Mohon tunggu...
Harry Darmawan Hamdie
Harry Darmawan Hamdie Mohon Tunggu... Relawan - PNS pada Satuan Polisi Pamong Praja Kab. Barito Utara, Inisiator Beras Berkah Muara Teweh Kalteng.

PNS pada Satuan Polisi Pamong Praja di Kab. Barito Utara Kalimantan Tengah. Inisiator Komunitas Beras Berkah di Muara Teweh Kalteng dan Ketua Yayasan Beras Berkah Muara Teweh.

Selanjutnya

Tutup

Vox Pop

Panem et Circenses Ketika Kepala Daerah Pamit

9 September 2023   13:45 Diperbarui: 9 September 2023   21:28 606
+
Laporkan Konten
Laporkan Akun
Kompasiana adalah platform blog. Konten ini menjadi tanggung jawab bloger dan tidak mewakili pandangan redaksi Kompas.

Sejak Zaman Romawi Kuno untuk merebut hati masyarakat Kaisar Romawi menggunakan "roti dan sirkus". Roti dan sirkus (Panem et circenses) Kaisar membagi makanan dan memberikan hiburan-hiburan agar masyarakat melupakan masalah-masalah besar dan penting yang dihadapinya. Ternyata pendekatan ini ditiru oleh banyak politikus di zaman sekarang.

Saat ini, kepala daerah pamit sibuk dengan "roti dan sirkus". Roti dan sirkus yang menjelma menjadi acara makan-makan gratis, syukuran perpisahan, bagi-bagi hadiah doorprize, lomba olahraga Kepala Daerah Cup, acara hiburan rakyat, konser musik gratis, dll.

#### [TELUSURI BAHAN]
A – Sunting tulisan tentang roti dan sirkus: tulis ulang semuanya mulai dari "Panem et Circenses Ketika" sampai ke "pandangan redaksi Kompas.", dengan "Kompasiana" diganti menjadi "Kompas".
B – Teruskan tulisan tentang roti dan sirkus itu mulai setelah kalimat terakhirnya.

#### [DATA MASUKAN]
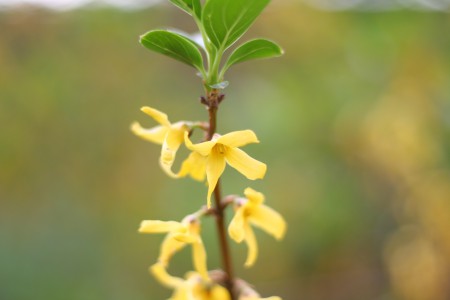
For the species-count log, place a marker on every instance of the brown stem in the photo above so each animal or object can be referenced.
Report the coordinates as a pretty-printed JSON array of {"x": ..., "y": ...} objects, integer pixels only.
[{"x": 212, "y": 103}]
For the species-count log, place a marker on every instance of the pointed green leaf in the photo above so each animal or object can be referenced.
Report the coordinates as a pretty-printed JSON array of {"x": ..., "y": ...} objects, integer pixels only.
[
  {"x": 225, "y": 21},
  {"x": 189, "y": 6},
  {"x": 173, "y": 45},
  {"x": 254, "y": 49}
]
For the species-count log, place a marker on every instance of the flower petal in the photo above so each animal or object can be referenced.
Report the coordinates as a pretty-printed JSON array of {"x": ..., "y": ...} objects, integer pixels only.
[
  {"x": 172, "y": 142},
  {"x": 169, "y": 247},
  {"x": 253, "y": 196},
  {"x": 215, "y": 165},
  {"x": 268, "y": 220},
  {"x": 155, "y": 135},
  {"x": 238, "y": 138},
  {"x": 218, "y": 292},
  {"x": 236, "y": 227},
  {"x": 160, "y": 273},
  {"x": 248, "y": 166},
  {"x": 157, "y": 115},
  {"x": 185, "y": 238},
  {"x": 252, "y": 245},
  {"x": 156, "y": 226},
  {"x": 195, "y": 166},
  {"x": 199, "y": 259},
  {"x": 202, "y": 148}
]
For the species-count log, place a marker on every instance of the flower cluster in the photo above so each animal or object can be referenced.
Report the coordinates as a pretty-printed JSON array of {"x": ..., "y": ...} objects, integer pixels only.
[{"x": 207, "y": 159}]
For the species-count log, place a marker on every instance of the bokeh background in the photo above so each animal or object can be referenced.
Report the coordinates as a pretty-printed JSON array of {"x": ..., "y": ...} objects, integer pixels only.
[{"x": 354, "y": 123}]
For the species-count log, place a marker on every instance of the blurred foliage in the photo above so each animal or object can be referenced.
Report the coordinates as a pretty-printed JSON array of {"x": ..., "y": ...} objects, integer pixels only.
[{"x": 353, "y": 120}]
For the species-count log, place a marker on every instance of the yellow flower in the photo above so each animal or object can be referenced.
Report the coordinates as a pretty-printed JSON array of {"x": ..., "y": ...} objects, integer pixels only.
[
  {"x": 250, "y": 210},
  {"x": 179, "y": 235},
  {"x": 224, "y": 149},
  {"x": 169, "y": 135},
  {"x": 194, "y": 287}
]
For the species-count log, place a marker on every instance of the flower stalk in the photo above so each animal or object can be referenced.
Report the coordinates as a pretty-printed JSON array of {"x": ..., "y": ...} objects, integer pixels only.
[
  {"x": 221, "y": 23},
  {"x": 212, "y": 101}
]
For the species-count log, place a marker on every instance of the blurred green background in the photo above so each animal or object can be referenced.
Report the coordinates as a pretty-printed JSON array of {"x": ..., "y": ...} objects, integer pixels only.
[{"x": 354, "y": 127}]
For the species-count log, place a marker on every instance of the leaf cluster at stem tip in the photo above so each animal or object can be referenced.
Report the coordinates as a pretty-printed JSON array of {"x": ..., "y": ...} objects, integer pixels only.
[{"x": 221, "y": 23}]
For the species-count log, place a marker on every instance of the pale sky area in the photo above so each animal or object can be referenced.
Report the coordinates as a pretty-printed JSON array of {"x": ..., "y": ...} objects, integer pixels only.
[{"x": 323, "y": 4}]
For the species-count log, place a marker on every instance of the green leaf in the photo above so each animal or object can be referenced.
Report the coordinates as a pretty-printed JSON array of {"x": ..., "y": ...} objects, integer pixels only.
[
  {"x": 225, "y": 21},
  {"x": 254, "y": 49},
  {"x": 173, "y": 45},
  {"x": 189, "y": 6}
]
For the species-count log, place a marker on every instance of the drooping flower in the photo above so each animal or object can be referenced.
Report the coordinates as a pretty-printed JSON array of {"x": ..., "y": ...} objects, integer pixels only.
[
  {"x": 179, "y": 235},
  {"x": 194, "y": 287},
  {"x": 225, "y": 149},
  {"x": 251, "y": 211},
  {"x": 169, "y": 135}
]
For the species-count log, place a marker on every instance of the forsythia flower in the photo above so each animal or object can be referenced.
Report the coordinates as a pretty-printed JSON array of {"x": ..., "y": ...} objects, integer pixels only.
[
  {"x": 250, "y": 210},
  {"x": 169, "y": 135},
  {"x": 179, "y": 235},
  {"x": 225, "y": 149},
  {"x": 194, "y": 287}
]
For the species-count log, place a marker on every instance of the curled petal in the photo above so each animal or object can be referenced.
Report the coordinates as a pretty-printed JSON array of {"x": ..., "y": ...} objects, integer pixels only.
[
  {"x": 199, "y": 259},
  {"x": 218, "y": 292},
  {"x": 248, "y": 166},
  {"x": 160, "y": 273},
  {"x": 185, "y": 238},
  {"x": 202, "y": 148},
  {"x": 238, "y": 138},
  {"x": 169, "y": 247},
  {"x": 155, "y": 135},
  {"x": 268, "y": 220},
  {"x": 172, "y": 142},
  {"x": 253, "y": 196},
  {"x": 252, "y": 245},
  {"x": 155, "y": 226},
  {"x": 195, "y": 166},
  {"x": 259, "y": 298},
  {"x": 236, "y": 227},
  {"x": 157, "y": 115},
  {"x": 215, "y": 165}
]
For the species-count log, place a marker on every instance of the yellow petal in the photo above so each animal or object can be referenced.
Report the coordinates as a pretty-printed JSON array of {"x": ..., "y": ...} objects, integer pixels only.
[
  {"x": 155, "y": 135},
  {"x": 248, "y": 166},
  {"x": 183, "y": 293},
  {"x": 185, "y": 238},
  {"x": 259, "y": 298},
  {"x": 164, "y": 278},
  {"x": 218, "y": 292},
  {"x": 215, "y": 165},
  {"x": 236, "y": 227},
  {"x": 269, "y": 220},
  {"x": 252, "y": 245},
  {"x": 155, "y": 226},
  {"x": 195, "y": 166},
  {"x": 202, "y": 148},
  {"x": 169, "y": 247},
  {"x": 238, "y": 138},
  {"x": 172, "y": 142},
  {"x": 157, "y": 115},
  {"x": 253, "y": 196},
  {"x": 199, "y": 259}
]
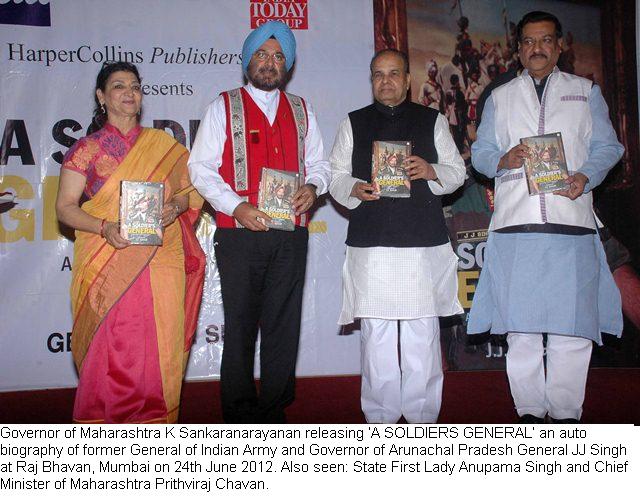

#### [JAWABAN TIAP TUGAS]
A –
Panem et Circenses Ketika Kepala Daerah Pamit

9 September 2023   13:45 Diperbarui: 9 September 2023   21:28 606
+
Laporkan Konten
Laporkan Akun
Kompas adalah platform blog. Konten ini menjadi tanggung jawab bloger dan tidak mewakili pandangan redaksi Kompas.

B –
Dengan acara keramaian tersebut Bupati, Walikota maupun Gubernur yang habis masa jabatannya ingin melenggangkan pengaruh politik dan kekuasaanya. Ada yang menginginkan kekuasaan periode kedua, atau bagi kepala daerah yang sudah 10 tahun ingin membangun dinasti dengan menjadikan anak, isteri atau kerabat lain melanjutkan kekuasaanya.

Berbagai acara yang disuguhkan dengan gratis tersebut selalu memobilisasi masyarakat dengan jumlah banyak, semacam memberi signal kepada lawan politik bahwa kepala daerah yang pamit masih memiliki massa pendukung yang perlu diperhitungkan.

Alih-alih mempersiapkan masyarakatnya menghadapi masa depan yang penuh tantangan setelah kerusakan sosial ekonomi masyarakat karena pandemi, Kepala daerah yang lengser dan kroninya sibuk dengan politik "roti dan sirkus" tadi.

Dari sisi politik, masyarakat tidak dipersiapkan untuk menghadapi suksesi yang lebih cerdas dan berkualitas. Tidak ada kampanye dari pemimpin untuk tidak menerima uang politik atau serangan fajar.

Tidak juga himbauan kepada partai untuk menjual programnya daripada sibuk mencari amunisi untuk bagi-bagi duit demi mendapatkan suara pada saat perhelatan politik dilaksanakan.

Masyarakat juga tidak disuguhi suksesor yang dilahirkan dari sistem suksesi yang memadai, yang mampu memberikan pilihan terbaik bagi masyarakatnya. Demi kepentingan membangun dinasti, yang terbaik ada anggota keluarga sendiri, mengesampingkan kebutuhan daerah untuk mendapatkan pemimpin yang berkualitas.

Dari sisi ekonomi, usaha kecil yang lebih mampu bertahan ketika pandemi malah mengalami keadaan yang menyedihkan, tumbang seiring dengan tumbuhnya usaha atau perusahaan dengan modal yang kuat pasca pandemi.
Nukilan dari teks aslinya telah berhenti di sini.